REQUISITOS DA TAREFA: Junte todas as linhas da listagem em que aparece a palavra "small" e copie cada uma sem alterações.

Listagem extraída:
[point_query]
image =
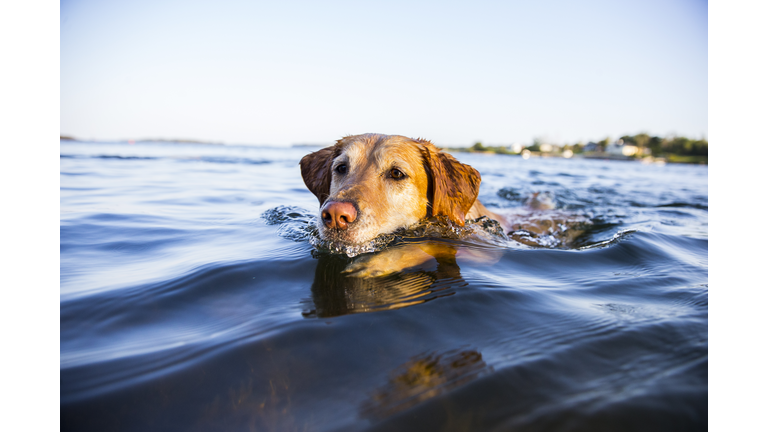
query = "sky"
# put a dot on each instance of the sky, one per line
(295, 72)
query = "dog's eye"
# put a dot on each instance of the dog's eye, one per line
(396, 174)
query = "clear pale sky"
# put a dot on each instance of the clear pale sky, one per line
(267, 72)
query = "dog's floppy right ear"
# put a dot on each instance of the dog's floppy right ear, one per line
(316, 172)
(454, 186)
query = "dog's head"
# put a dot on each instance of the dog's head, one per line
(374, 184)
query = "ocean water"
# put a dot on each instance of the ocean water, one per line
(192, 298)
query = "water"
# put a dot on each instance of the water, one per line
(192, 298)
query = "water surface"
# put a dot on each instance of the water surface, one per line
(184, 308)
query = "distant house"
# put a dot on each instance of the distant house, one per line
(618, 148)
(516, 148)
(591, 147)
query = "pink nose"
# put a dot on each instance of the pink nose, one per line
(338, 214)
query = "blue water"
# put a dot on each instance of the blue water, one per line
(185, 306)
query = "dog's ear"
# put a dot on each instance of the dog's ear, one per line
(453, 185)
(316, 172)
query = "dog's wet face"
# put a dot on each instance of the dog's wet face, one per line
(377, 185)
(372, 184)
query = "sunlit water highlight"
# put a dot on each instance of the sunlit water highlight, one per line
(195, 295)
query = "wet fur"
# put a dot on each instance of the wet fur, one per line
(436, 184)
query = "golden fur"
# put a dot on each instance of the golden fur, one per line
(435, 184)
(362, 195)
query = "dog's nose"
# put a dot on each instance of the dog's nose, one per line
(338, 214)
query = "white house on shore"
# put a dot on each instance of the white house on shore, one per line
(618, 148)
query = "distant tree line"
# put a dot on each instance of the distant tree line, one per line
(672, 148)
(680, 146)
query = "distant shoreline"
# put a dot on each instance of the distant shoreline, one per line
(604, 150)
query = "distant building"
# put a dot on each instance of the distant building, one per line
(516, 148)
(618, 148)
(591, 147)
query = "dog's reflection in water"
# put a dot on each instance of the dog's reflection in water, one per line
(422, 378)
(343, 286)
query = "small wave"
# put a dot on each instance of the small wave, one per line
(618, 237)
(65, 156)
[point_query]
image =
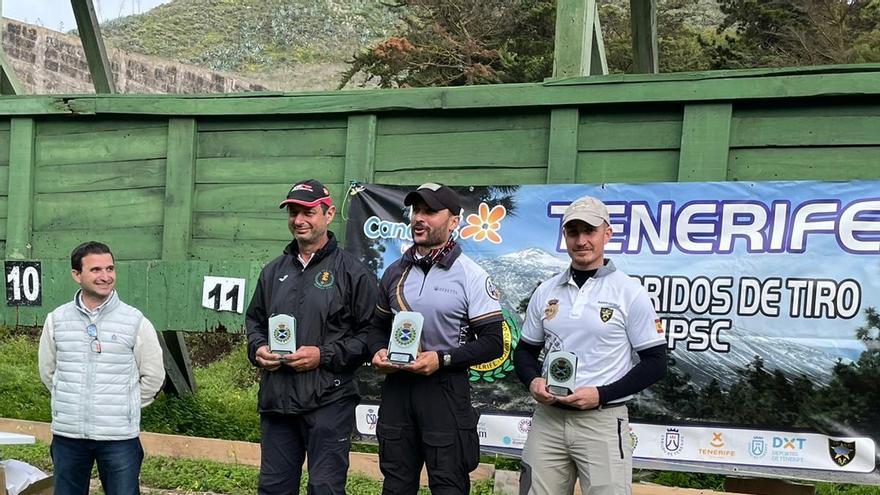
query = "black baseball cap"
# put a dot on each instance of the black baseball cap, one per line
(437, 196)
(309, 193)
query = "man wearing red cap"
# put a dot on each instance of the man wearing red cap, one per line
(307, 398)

RESULTADO DO EXERCÍCIO:
query = "small wave"
# put a dot on each instance of the small wave, one per line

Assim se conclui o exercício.